__Study text__.
OMNIPOTENCE (VV. 13-18)David could not have chosen a better example of God’s all-powerful hand than the miracle of creating a human life from one cell merging the mother’s and father’s genetic codes. He couldn’t know about coils of DNA when he chose the wonderfully appropriate Hebrew word sarak (“to entwine”) that more modern English translators render “knit”: “You created my inmost being; you knit me together in my mother’s womb.” Even when hidden inside a mother’s womb (now seen in shadows via ultrasound), our growing “beings” were never hidden from God. God also “knew” the life-path for each of us “before one of them came to be” (v. 16). God has a purpose for each human being, as many other Bible verses attest. He described Jews who would return from Babylonian exile as those “whom I created for my glory, whom I formed and made” (Isaiah 43:7). Each of us has a divinely-crafted role: “For we are God’s workmanship, created in Christ Jesus to do good works, which God prepared in advance for us to do” (Ephesians 2:10). When we go off and do our own thing apart from God, then come back, He will help us change to do “his good, pleasing, and perfect will” (Romans 12:2).

__Study material__.
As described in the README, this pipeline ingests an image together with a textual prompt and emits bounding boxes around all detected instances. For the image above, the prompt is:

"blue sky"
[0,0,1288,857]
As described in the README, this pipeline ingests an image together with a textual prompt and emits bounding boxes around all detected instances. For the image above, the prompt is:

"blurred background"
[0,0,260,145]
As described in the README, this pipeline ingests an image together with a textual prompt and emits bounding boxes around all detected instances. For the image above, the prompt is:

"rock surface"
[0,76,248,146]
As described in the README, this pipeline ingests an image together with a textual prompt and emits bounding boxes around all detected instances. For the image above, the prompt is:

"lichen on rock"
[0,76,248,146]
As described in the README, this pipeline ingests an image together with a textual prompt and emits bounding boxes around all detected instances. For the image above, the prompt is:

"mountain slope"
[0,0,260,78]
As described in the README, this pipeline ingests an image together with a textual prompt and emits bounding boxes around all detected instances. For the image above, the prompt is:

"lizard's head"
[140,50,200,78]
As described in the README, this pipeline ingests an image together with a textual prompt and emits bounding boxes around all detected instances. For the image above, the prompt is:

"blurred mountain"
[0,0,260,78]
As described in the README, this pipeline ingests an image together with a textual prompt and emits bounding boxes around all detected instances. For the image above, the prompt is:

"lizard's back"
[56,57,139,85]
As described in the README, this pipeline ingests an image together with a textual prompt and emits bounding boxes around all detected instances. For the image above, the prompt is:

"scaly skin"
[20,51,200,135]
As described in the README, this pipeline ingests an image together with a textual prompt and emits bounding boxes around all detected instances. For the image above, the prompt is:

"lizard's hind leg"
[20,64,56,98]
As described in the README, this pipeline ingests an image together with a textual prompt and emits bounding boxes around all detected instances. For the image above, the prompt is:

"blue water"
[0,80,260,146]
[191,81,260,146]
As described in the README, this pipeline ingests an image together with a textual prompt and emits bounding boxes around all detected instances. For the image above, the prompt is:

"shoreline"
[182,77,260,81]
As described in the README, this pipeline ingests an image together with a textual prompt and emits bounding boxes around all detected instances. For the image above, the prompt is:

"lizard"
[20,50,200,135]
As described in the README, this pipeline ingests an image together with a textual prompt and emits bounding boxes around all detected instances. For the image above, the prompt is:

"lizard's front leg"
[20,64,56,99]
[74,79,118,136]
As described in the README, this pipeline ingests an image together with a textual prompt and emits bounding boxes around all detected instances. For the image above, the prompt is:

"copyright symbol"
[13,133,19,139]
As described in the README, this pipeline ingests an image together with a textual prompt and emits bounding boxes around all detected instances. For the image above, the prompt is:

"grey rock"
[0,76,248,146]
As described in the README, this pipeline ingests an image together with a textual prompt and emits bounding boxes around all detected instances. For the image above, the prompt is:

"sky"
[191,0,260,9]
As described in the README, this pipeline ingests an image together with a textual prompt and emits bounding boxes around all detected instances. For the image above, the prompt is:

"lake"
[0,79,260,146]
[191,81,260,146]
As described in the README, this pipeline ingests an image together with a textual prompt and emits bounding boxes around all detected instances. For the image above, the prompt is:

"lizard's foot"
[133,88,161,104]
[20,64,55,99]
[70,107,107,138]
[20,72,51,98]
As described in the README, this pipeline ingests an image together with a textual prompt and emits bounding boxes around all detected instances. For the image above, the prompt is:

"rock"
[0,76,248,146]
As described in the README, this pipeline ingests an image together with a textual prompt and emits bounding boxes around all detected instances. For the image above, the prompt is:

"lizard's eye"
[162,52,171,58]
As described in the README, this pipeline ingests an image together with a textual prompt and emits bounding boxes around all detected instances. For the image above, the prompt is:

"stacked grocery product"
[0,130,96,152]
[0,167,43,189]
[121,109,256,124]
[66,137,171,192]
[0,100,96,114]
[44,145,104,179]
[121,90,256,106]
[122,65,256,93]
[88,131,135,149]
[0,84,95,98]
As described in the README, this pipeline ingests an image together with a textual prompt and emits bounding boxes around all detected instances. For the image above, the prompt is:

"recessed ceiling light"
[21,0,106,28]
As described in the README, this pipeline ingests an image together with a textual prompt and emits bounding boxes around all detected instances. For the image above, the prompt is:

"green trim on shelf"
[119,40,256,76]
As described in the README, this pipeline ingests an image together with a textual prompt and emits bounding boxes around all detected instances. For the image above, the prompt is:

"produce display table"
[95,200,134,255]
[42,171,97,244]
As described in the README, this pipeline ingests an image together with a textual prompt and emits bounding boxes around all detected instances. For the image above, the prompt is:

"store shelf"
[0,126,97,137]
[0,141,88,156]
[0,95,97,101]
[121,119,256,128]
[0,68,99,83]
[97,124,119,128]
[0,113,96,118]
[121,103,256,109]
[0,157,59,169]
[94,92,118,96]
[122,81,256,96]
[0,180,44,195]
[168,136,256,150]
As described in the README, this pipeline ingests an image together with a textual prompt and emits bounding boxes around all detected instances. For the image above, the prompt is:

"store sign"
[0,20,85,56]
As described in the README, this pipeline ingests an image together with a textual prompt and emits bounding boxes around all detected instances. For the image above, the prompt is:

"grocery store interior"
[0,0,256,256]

__Exercise goal__.
Answer these questions from the omnipotence passage:
1. Which Hebrew word did David choose, and what does it mean?
2. Which verse is cited for the description of Jews who would return from Babylonian exile?
3. According to the quotation from Ephesians 2:10, what did God prepare in advance for us to do?

__Your solution__.
1. Sarak, meaning "to entwine."
2. Isaiah 43:7.
3. Good works.